> _Text under study_:
....................

79. The Inadequacy of Natural Scientific Concepts for Sociology

In anthroposophically oriented spiritual science, realistic concepts are important. In the purely scientific field, the unrealistic concept remains inadequate. In the legal, moral, and social fields, it becomes a real danger.

In more recent times, there has been an effort to permeate the moral and social spheres with natural science ideas.

Benedikt gave a lecture at the 48th meeting of natural scientists in 1875 (previously 1874) and said in the course of it that the results of natural science knowledge must become a gospel:

To achieve this, the world view must first have reached such breadth, depth and clarity as to create a catechism that dominates the spiritual and ethical life of the people.

And about psychology, he says:

Psychology, too, has become a natural science since it, like physics and chemistry, has thrown off the ballast of metaphysics and no longer chooses hypotheses that are unfathomable for our present-day organization as premises.

One can cite Benedict because he naively introduces reality into his ideas.

But in general, the leap that is made from scientific ideas to “world views” is disastrous, because one takes those ideas that one has a good command of from a certain field and transfers them to other things that one does not know. As a rule, world views therefore contain an idealized world content that people express about things they know nothing about.

....................

> _What is required_: Set down word for word the passage of the text on natural scientific concepts in sociology from "To achieve this, the" to "of the people.", including both of those phrases.

....................

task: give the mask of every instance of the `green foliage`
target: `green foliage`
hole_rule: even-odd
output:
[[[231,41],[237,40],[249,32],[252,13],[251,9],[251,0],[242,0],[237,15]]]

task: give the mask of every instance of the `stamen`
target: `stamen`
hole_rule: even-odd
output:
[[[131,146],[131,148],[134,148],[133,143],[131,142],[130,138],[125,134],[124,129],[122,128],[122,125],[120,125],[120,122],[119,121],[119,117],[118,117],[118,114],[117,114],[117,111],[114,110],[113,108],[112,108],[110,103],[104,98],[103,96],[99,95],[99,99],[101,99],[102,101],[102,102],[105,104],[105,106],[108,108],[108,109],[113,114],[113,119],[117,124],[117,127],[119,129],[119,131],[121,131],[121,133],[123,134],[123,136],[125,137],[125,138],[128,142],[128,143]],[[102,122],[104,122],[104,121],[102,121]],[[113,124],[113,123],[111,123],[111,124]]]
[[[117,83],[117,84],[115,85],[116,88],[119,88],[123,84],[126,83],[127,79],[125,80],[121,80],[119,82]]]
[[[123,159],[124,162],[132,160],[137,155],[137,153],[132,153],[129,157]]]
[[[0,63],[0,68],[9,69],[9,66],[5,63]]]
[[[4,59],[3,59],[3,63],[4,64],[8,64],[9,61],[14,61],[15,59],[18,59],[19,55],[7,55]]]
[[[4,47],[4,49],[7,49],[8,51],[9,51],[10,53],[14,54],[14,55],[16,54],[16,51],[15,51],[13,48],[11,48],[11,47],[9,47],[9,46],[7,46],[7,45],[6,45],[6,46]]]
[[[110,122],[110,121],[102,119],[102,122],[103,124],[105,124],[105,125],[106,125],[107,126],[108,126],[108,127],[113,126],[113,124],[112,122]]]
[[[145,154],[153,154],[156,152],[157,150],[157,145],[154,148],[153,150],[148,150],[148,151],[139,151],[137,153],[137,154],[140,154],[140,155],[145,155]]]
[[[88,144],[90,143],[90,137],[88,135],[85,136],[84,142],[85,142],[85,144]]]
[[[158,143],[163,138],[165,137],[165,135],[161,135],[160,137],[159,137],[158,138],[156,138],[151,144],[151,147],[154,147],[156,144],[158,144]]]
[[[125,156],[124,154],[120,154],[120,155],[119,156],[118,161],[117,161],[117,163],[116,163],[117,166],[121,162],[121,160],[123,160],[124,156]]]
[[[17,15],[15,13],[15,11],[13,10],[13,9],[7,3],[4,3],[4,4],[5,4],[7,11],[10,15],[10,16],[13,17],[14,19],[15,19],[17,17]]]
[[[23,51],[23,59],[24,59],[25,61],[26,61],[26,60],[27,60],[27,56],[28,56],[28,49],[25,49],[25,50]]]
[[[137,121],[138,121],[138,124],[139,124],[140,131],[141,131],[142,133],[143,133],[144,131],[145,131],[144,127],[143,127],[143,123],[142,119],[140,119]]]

....................

> _Task output_:
To achieve this, the world view must first have reached such breadth, depth and clarity as to create a catechism that dominates the spiritual and ethical life of the people.